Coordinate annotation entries
■ ■ ■

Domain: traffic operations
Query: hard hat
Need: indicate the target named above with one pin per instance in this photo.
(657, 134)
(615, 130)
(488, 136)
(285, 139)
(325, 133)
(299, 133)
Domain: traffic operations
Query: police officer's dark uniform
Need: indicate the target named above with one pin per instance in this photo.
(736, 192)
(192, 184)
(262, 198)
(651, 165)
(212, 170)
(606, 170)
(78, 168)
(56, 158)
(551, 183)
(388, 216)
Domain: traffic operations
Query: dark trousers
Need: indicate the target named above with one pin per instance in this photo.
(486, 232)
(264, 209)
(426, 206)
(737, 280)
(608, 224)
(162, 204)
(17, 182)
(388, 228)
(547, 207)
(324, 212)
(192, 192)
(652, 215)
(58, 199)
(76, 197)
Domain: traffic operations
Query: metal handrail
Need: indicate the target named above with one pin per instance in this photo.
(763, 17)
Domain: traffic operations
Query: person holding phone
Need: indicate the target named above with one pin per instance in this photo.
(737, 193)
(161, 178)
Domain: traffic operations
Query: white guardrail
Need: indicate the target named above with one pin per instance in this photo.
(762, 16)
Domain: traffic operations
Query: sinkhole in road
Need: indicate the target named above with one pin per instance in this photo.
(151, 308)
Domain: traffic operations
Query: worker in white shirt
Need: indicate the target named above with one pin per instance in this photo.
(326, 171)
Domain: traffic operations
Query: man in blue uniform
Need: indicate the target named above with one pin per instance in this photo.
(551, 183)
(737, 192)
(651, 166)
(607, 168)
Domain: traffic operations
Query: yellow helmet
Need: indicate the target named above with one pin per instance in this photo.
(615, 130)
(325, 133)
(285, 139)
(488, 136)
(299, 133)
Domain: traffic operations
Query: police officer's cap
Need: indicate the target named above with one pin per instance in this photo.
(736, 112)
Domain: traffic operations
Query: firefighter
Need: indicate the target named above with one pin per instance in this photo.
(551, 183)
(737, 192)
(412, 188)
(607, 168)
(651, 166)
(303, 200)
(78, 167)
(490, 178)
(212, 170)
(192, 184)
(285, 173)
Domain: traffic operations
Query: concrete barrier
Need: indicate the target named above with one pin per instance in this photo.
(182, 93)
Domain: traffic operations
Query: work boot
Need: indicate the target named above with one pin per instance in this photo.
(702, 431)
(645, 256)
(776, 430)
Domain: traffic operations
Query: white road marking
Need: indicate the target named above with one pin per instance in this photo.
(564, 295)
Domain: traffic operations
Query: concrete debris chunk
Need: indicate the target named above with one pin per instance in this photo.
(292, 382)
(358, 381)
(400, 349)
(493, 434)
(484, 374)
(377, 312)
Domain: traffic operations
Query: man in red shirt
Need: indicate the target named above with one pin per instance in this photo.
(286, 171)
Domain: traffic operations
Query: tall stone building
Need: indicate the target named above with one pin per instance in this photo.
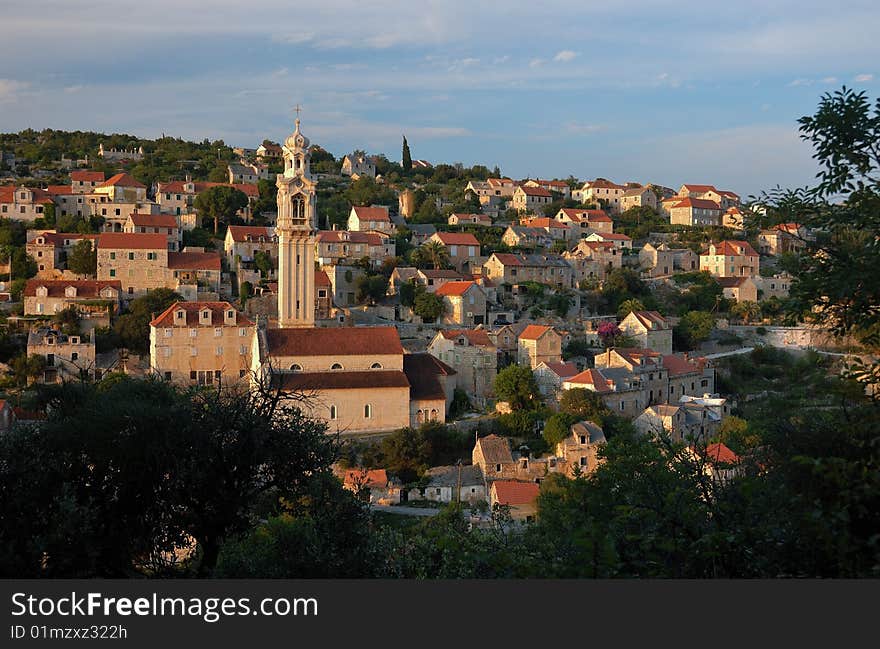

■ ■ ■

* _To do_: Copy the entries above faithfully and omit every image.

* _Written reply_:
Domain: traffic operations
Query: hard hat
Need: indicate the target named above with one pin per instance in this photo.
(657, 134)
(615, 130)
(488, 136)
(285, 139)
(325, 133)
(299, 133)
Domain: traffic operations
Query: police officer's dark uniform
Need: indicate the target named above with one pin per instance in this photo.
(736, 192)
(192, 184)
(262, 198)
(651, 165)
(212, 170)
(606, 170)
(78, 168)
(56, 158)
(551, 183)
(388, 216)
Domain: traffic operations
Query: dark trousers
Need: indicate the target named above with one pin per instance in this photo.
(486, 232)
(264, 209)
(426, 206)
(737, 280)
(608, 224)
(162, 204)
(17, 182)
(388, 228)
(547, 207)
(324, 212)
(192, 192)
(652, 215)
(58, 199)
(76, 197)
Domain: traffic operations
Query: metal handrail
Need: indicate the target named above with one pin per instance in this photo.
(763, 17)
Domain: traffic operations
Query: person holding phone
Need: indicate the target named above with one pin per instance in this photo.
(737, 193)
(161, 178)
Domain: traffic operations
Query: white guardrail
Need: indicate the target named above with one pin per instance in this photo.
(762, 16)
Domain: traffic operations
Query: sinkhole in road
Need: indicate the target named above with one pin per instance in this photo.
(151, 308)
Domain: traffic operations
Query: worker in white shirt
Need: indicate the target named above with one pin per instance in this photo.
(326, 171)
Domain: traffic operations
Query: man in blue uniform
Need: indicate the target named above with one pin per instance in this photo.
(551, 183)
(737, 192)
(651, 166)
(607, 168)
Domain: traffic operations
Query: yellow helmet
Need: indicate the target named above with one pin per instance in this photo.
(615, 130)
(325, 133)
(285, 139)
(488, 136)
(299, 133)
Domain: traffic operations
Query: police officer's cap
Need: indicate the target named above with one pin per instance in this photo.
(736, 112)
Domain: traffic operations
Query: firefighter
Need: indicate the target named above with one pin per instance in this photo.
(551, 183)
(737, 192)
(412, 188)
(607, 168)
(651, 166)
(303, 200)
(78, 167)
(490, 178)
(212, 170)
(192, 184)
(285, 173)
Domain: traffic operations
Query: concrete barrier
Need: indicate the target named above with one pin per instance in this photo.
(182, 93)
Domain: traffic operations
Query: work boot
Need: indicate the target named above with one pin per instance in this photo.
(702, 431)
(645, 256)
(776, 430)
Domain: traffic operations
Query: white road marking
Need: indicate the target named above with one pin per instance in this photo.
(564, 295)
Domain: traffic operations
Query: concrete debris chunk
Need: indicate the target named above with one pin per instance in this photo.
(292, 382)
(358, 381)
(400, 349)
(493, 434)
(484, 374)
(377, 312)
Domain: traffic operations
Query: man in red shirt
Need: indicate the target named above with one pin per instance in this photo.
(286, 171)
Domain: traffic operations
Query: tall stone building
Need: indicate the target named above with one pin per instance in this photo.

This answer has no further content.